**Prompt**
Copy, in full, each line of the material that holds the word "query".

**Records provided**
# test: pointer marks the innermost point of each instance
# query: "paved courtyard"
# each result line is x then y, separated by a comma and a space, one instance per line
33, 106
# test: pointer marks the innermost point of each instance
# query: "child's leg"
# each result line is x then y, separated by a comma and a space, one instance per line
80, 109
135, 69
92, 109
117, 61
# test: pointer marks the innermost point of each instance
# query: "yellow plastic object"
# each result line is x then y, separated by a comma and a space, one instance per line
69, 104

--

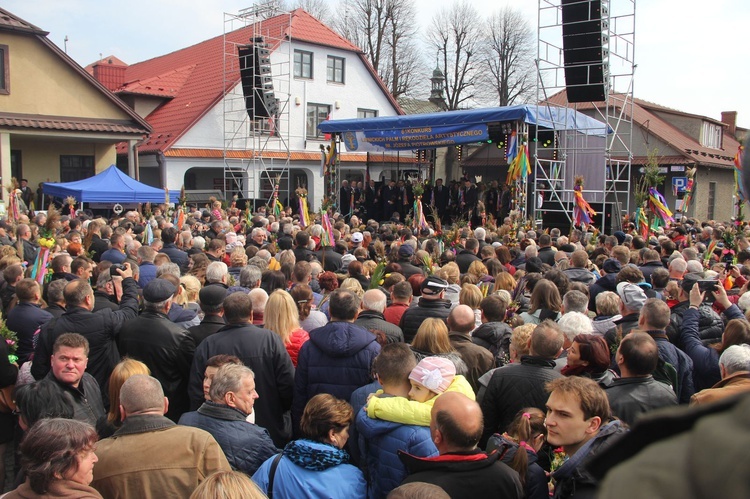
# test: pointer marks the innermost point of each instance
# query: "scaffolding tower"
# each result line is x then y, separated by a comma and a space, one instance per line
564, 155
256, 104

* * *

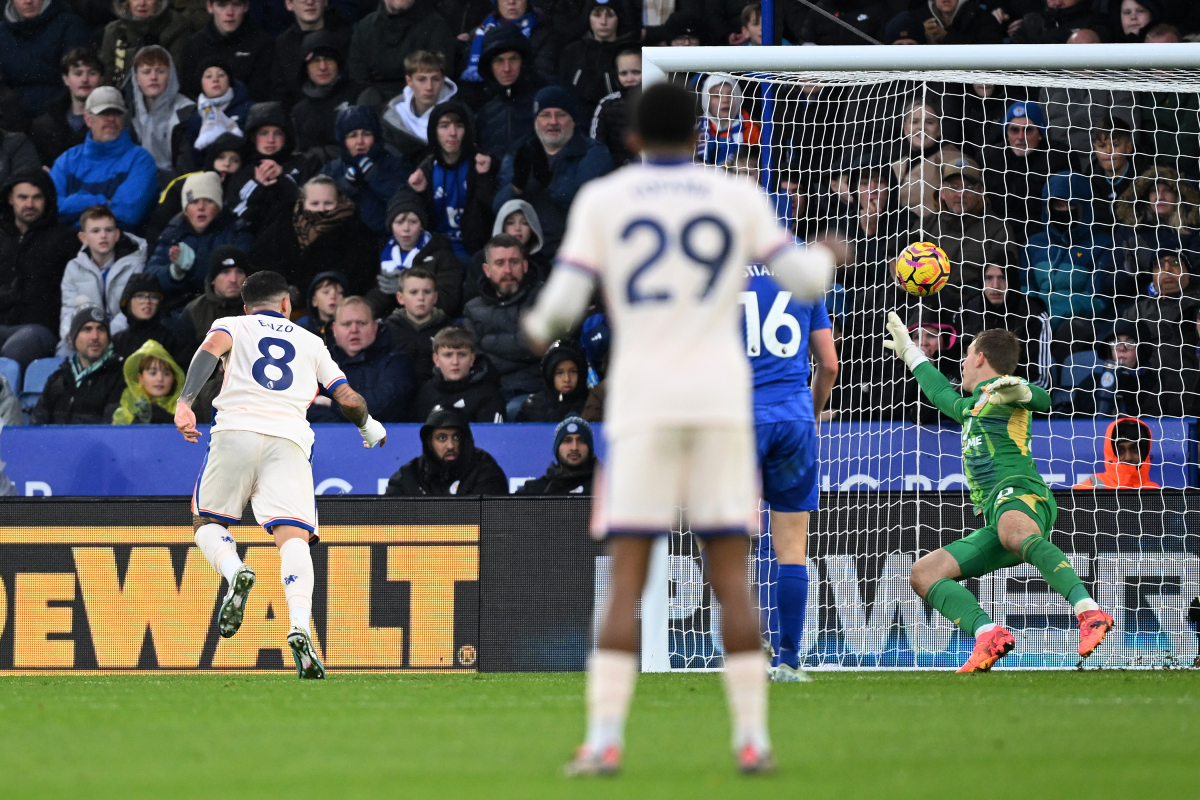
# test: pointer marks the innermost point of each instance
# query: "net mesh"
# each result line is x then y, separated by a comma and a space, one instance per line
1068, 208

**Answer to the problem**
# query: "paved courtyard"
# query: "child's leg"
# query: "yellow plastic object"
# query: "scaffolding tower"
# query: "net mesh"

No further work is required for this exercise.